(Records from a data collection)
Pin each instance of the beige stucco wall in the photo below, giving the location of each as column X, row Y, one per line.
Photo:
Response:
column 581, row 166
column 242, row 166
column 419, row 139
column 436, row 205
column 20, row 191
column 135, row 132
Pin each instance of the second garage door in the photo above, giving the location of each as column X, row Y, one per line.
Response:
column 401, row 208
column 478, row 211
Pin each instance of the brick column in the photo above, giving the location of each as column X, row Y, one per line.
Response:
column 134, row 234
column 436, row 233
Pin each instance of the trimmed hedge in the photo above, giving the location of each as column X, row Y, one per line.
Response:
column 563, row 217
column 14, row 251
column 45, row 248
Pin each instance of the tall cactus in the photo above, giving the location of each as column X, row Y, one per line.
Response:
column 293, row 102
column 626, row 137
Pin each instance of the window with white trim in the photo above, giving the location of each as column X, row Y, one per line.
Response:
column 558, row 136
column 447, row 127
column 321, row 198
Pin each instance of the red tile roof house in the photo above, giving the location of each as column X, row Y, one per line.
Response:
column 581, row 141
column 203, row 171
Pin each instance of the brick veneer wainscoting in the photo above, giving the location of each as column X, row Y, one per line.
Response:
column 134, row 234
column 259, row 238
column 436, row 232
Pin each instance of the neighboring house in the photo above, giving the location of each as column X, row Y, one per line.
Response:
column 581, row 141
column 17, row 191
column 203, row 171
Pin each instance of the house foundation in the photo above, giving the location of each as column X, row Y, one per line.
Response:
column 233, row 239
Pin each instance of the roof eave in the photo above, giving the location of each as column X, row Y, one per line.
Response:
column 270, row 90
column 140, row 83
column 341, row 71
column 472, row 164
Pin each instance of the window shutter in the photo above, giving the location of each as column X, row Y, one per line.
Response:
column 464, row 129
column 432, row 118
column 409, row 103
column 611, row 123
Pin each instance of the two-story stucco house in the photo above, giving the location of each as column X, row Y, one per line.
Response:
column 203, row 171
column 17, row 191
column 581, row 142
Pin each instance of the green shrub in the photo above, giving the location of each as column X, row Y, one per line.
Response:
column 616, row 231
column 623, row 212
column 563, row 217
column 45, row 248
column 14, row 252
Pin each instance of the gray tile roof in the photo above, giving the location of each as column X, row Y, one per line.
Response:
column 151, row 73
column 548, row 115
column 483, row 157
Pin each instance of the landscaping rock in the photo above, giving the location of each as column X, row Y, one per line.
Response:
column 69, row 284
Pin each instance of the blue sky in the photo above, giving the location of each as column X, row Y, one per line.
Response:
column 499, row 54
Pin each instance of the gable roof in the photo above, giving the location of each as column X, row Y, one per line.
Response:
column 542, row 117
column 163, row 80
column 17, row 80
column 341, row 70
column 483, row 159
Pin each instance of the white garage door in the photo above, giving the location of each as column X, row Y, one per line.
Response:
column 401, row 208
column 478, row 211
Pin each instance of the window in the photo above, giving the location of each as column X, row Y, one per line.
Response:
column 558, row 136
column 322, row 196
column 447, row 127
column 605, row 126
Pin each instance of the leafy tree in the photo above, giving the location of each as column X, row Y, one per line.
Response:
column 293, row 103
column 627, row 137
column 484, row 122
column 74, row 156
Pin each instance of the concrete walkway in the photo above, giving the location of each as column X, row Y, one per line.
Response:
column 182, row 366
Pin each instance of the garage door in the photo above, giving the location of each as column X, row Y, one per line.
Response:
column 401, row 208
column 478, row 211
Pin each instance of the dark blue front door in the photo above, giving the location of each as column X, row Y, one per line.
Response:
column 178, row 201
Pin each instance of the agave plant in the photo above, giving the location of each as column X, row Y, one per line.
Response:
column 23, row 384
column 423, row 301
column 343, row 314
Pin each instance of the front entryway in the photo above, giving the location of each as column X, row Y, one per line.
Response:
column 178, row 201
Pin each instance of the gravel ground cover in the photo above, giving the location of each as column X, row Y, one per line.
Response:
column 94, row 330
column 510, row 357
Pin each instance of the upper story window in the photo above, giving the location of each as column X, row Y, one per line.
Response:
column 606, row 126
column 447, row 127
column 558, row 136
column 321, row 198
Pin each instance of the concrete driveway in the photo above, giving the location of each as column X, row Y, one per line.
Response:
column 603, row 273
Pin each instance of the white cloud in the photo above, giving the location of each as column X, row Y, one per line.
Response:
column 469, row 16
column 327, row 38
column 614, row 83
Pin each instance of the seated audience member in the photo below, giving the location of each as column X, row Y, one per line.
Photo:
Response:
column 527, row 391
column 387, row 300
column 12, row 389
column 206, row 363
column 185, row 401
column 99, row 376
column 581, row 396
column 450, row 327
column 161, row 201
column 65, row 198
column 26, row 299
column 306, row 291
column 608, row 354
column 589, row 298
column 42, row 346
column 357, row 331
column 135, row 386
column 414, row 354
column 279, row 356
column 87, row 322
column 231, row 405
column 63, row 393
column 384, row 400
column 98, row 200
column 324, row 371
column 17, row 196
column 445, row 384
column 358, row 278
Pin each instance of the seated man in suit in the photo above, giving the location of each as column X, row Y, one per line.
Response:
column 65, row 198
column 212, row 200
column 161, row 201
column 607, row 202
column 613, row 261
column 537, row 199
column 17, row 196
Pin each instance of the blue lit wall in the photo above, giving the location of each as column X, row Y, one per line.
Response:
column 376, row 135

▶ _What is required_
Nothing but a number is expected here: the number of lines above that hold the word "brick".

▶ _Exercise output_
2